**Task to carry out:** I'd like the line containing "Practice. Find the eyeglasses" and each line that follows, through the last line of the material, set down exactly as they are, and no others.

**Exercise data:**
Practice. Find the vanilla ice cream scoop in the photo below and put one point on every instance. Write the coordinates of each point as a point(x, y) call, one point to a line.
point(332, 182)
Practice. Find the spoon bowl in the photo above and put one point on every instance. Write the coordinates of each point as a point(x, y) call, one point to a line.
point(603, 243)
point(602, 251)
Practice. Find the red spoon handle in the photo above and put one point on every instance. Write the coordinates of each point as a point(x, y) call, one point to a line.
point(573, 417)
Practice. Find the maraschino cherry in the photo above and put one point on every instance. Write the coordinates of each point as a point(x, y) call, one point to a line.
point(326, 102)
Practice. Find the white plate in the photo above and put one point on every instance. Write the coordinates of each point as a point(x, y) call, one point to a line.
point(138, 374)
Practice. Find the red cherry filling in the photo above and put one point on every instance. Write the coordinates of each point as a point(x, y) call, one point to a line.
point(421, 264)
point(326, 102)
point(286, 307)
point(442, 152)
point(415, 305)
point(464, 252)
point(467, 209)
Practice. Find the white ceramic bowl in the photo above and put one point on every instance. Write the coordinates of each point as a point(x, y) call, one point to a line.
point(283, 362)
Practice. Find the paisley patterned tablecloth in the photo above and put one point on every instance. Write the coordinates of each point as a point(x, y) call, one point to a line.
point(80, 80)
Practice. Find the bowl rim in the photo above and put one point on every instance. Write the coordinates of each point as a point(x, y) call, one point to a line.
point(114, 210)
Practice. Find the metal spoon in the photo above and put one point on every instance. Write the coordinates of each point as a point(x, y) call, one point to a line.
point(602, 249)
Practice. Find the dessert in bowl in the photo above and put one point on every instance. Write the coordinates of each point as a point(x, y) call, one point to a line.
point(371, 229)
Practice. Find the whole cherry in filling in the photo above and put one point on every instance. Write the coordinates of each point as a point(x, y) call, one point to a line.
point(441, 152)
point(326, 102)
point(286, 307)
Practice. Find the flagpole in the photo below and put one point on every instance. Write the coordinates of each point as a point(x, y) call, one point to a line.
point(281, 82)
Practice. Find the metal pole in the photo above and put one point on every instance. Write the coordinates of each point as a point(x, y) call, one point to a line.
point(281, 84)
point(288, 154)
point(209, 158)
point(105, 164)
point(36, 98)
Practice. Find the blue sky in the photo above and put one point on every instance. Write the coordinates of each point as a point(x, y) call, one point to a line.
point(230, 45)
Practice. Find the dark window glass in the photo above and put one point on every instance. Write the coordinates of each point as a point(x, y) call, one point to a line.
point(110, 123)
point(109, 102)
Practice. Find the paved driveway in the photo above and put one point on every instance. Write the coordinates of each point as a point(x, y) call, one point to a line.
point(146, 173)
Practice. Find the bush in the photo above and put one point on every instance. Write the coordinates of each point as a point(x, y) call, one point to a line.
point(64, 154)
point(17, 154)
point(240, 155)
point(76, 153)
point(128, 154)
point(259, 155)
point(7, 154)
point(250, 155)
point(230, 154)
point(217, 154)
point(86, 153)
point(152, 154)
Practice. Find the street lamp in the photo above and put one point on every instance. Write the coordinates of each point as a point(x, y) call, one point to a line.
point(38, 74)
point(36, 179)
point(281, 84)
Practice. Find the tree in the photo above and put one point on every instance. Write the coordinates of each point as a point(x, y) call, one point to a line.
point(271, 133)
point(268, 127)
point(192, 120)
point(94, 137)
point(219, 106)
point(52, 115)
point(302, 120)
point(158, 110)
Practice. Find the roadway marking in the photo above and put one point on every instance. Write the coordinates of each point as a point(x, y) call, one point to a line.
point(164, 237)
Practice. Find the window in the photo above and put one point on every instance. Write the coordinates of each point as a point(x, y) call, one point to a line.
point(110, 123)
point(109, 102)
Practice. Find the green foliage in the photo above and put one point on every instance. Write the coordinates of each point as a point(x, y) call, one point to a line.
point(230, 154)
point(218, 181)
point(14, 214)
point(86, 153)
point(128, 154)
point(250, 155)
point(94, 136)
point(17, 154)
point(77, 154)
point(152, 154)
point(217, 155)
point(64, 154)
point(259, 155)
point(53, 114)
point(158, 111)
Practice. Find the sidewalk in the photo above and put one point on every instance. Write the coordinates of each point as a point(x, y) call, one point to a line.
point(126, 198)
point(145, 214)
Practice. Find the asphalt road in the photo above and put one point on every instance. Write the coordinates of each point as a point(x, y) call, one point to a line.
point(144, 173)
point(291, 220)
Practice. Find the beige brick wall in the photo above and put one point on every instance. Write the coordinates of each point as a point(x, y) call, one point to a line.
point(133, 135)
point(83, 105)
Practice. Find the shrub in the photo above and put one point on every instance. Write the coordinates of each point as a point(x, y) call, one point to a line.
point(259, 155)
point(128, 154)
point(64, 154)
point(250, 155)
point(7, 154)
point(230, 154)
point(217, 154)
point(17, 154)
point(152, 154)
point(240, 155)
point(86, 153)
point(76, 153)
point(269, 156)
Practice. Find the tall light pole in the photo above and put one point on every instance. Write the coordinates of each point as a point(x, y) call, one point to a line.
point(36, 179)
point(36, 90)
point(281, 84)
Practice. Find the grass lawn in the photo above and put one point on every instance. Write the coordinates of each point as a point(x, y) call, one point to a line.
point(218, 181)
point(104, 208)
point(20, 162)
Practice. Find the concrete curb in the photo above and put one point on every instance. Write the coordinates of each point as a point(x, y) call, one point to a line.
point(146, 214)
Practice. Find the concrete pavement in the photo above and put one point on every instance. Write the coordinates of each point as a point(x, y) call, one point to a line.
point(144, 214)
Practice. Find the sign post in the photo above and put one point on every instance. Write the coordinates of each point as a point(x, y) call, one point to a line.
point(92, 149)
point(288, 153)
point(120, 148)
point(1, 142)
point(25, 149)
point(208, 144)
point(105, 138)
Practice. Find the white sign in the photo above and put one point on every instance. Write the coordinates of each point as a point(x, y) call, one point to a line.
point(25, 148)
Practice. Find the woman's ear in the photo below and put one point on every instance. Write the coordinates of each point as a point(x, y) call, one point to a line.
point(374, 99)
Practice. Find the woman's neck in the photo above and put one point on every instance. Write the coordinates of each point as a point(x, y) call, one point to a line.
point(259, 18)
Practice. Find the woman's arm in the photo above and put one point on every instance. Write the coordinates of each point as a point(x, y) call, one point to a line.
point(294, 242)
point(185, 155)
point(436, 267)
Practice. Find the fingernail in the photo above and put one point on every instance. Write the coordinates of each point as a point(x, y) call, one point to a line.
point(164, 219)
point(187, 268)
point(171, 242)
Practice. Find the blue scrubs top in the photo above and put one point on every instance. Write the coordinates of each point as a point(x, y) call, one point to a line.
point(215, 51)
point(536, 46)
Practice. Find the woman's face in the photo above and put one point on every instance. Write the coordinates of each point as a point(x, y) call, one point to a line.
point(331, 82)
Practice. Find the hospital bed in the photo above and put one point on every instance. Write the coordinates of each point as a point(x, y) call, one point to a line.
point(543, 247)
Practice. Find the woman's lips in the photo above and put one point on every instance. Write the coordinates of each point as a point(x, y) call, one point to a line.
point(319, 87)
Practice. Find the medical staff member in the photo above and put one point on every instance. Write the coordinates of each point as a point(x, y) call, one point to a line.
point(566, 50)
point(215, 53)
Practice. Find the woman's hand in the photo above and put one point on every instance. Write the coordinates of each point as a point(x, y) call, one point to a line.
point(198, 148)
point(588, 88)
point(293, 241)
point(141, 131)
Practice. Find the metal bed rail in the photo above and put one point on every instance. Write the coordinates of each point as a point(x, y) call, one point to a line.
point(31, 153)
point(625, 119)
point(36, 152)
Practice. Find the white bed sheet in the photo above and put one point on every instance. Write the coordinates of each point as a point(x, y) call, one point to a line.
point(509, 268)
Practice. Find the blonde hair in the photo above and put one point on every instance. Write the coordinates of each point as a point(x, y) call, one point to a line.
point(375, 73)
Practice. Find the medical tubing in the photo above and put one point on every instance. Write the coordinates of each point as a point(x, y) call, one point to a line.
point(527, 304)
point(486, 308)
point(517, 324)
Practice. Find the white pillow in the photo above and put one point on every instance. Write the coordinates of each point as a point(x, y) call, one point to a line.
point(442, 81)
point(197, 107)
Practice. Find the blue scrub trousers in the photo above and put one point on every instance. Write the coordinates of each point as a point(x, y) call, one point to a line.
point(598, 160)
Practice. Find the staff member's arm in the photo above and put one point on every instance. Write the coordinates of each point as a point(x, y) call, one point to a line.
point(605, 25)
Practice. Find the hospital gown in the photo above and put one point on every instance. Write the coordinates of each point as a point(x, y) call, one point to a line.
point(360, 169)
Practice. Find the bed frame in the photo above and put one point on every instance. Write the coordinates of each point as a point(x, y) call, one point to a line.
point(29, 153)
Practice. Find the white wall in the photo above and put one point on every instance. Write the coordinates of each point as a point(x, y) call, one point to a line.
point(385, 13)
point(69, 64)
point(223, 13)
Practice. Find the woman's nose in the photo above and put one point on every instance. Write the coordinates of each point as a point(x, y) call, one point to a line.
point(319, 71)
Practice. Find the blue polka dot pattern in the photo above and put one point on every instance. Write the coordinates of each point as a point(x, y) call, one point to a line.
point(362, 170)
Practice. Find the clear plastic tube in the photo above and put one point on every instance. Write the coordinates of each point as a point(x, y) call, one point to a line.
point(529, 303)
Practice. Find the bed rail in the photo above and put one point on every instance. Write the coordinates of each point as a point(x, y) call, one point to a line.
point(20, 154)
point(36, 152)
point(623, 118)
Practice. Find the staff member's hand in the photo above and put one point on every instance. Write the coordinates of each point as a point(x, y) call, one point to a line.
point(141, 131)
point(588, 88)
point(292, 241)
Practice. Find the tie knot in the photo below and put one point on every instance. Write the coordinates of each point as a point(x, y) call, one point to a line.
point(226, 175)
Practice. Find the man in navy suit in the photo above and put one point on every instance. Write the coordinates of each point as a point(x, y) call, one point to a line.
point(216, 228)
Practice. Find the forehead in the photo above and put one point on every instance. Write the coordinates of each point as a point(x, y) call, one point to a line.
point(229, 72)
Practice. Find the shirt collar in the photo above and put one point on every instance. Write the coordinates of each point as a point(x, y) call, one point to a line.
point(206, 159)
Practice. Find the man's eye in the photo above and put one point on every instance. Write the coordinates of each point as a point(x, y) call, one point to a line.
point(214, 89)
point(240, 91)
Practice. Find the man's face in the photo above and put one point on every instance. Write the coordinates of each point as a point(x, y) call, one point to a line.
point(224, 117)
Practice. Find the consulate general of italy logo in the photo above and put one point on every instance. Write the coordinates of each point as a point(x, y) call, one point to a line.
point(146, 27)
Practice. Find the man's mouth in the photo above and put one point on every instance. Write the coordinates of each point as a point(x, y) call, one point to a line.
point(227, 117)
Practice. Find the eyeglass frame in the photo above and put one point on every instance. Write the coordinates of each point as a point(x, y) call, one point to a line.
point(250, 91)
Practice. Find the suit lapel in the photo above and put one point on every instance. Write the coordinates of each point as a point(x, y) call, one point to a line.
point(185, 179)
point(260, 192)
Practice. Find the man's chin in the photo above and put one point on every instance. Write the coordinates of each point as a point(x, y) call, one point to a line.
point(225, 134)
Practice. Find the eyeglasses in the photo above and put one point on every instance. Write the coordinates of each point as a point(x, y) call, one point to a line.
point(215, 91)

**Answer area:**
Practice. Find the eyeglasses in the photo above and put one point on every instance. Write the coordinates of each point as a point(x, y) call, one point to a line.
point(215, 91)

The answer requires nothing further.